-------- Material provided --------

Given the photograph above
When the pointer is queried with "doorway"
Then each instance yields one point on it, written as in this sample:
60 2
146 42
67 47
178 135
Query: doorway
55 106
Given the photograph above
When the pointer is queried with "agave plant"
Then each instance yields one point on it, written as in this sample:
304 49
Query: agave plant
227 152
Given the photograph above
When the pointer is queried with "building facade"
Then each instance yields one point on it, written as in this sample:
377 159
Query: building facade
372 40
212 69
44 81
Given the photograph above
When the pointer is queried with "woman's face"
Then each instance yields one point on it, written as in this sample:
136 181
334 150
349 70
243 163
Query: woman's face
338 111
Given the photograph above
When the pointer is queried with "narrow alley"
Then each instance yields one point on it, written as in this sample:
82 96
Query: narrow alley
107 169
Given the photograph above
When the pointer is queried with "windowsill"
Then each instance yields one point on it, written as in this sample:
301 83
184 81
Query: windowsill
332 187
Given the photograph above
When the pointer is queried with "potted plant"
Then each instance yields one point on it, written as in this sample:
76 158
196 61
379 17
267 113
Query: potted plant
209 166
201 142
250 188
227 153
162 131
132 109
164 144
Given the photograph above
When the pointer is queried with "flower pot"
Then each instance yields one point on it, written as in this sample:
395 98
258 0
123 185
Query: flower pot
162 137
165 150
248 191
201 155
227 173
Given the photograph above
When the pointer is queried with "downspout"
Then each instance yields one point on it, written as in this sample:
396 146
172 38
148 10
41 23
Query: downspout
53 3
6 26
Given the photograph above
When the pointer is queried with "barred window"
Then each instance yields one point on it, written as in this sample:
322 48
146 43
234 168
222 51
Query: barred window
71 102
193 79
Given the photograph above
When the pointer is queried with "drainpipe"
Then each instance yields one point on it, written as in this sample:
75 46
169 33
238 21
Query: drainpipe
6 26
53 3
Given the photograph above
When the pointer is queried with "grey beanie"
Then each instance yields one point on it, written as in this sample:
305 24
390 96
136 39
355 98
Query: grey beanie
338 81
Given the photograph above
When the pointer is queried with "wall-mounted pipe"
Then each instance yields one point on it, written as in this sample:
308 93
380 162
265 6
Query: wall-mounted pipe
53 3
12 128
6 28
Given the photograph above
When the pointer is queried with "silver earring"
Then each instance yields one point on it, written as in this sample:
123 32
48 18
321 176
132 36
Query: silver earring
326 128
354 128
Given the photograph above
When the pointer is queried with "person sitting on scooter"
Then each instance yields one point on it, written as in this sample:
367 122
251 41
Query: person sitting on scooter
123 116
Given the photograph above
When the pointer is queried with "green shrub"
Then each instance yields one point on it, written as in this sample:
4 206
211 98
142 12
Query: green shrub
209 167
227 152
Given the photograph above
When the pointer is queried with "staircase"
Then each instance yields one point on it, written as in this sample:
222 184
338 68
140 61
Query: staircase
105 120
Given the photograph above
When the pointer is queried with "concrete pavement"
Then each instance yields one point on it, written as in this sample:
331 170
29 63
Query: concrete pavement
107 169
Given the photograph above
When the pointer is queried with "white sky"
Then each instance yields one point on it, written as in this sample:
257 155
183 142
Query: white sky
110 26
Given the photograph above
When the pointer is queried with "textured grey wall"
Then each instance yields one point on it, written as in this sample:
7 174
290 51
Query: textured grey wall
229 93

--------

Exercise
Repeat each of the entries exactly.

Your response
Given the photograph above
When the pointer is queried with "doorway"
Then each instance yields one point on it, written as in this sample:
60 2
146 42
67 47
178 135
Query: doorway
55 106
Given the photograph above
When the pointer is queried with "agave plant"
Then each instance yields one point on it, written as in this sample:
304 49
Query: agave plant
227 152
Given the photograph above
When the pointer is queried with "building facade"
Then each instance yields one point on it, written as in this sample:
377 159
Query: building facade
372 40
212 69
44 81
Given the photograph above
When the pointer is queried with "woman's face"
Then each instance yields one point on it, written as in this sample:
136 181
334 150
349 70
243 163
Query: woman's face
338 111
Given the photograph above
When the pointer is queried with "narrow alley"
Then each instance yields one point on it, written as in this sample:
82 96
Query: narrow alley
107 169
Given the photograph above
When the pointer is queried with "windowsill"
Then each instance yields one point on it, written as in this sample:
301 83
184 81
Query: windowsill
332 187
Given the photograph above
When the pointer is queried with "potted plant"
Then each instance yields one point on it, written as in this sample:
76 158
196 61
379 17
267 113
Query: potted plant
209 166
201 142
250 188
227 153
162 131
132 109
164 144
Given the photograph above
When the pointer is queried with "flower pot"
Then each instance yields one point on it, written as in this sample:
395 98
258 0
123 185
Query: flower pot
162 137
165 150
248 191
201 155
227 173
Given the photograph above
When the pointer is queried with "downspout"
Then each instance yields one point on it, written as in this sample:
396 146
172 38
148 10
41 23
Query: downspout
53 3
6 26
Given the photograph above
When the pointer is queried with "barred window"
Then each instance yields one point on it, written as in this sample:
322 48
146 43
234 168
222 51
Query: barred window
71 102
193 79
Given the photograph above
When the pointer is queried with "drainpipe"
Then each instance yields one point on it, written as in this sample:
75 46
169 33
238 21
Query: drainpipe
6 26
53 3
Given the photograph above
When the pointer is queried with "grey beanie"
Then each instance yields one point on it, written as in this sample:
305 24
390 96
136 39
355 98
Query: grey beanie
338 81
Given the photograph above
When the pointer is queried with "wall-mounted pipe"
Then each instance yields one point on it, written as in this sample:
308 93
380 162
265 6
Query: wall-mounted pipe
53 3
12 128
6 28
Given the photograph above
When the pointer is queried with "silver earring"
Then each instance yields one point on it, written as in this sample:
123 32
48 18
321 176
132 36
Query: silver earring
326 128
354 128
Given the photograph above
When the pointer is queried with "person sitting on scooter"
Then each instance yields one point on it, written as in this sample:
367 122
251 41
Query: person sitting on scooter
123 116
Given the photograph above
When the pointer is queried with "green shrub"
Then each instance yields one point on it, written as in this sample:
4 206
211 98
142 12
Query: green shrub
209 167
227 152
Given the photograph above
When the pointer is queried with "staircase"
Then each instance yields one point on it, written as in this sample:
222 184
338 68
140 61
Query: staircase
105 120
Given the photograph above
When the pointer is queried with "concrete pavement"
Then each instance yields one point on it, written as in this sample:
331 170
29 63
Query: concrete pavement
107 169
Given the photograph above
When the pointer is queried with "white sky"
Then each instance yields one point on it, written as in this sample:
257 155
183 142
Query: white sky
110 26
Given the photograph above
When the pointer is queried with "textured grey wall"
Then each instance yields one point on it, written as in this sample:
7 174
290 51
Query: textured grey wall
229 93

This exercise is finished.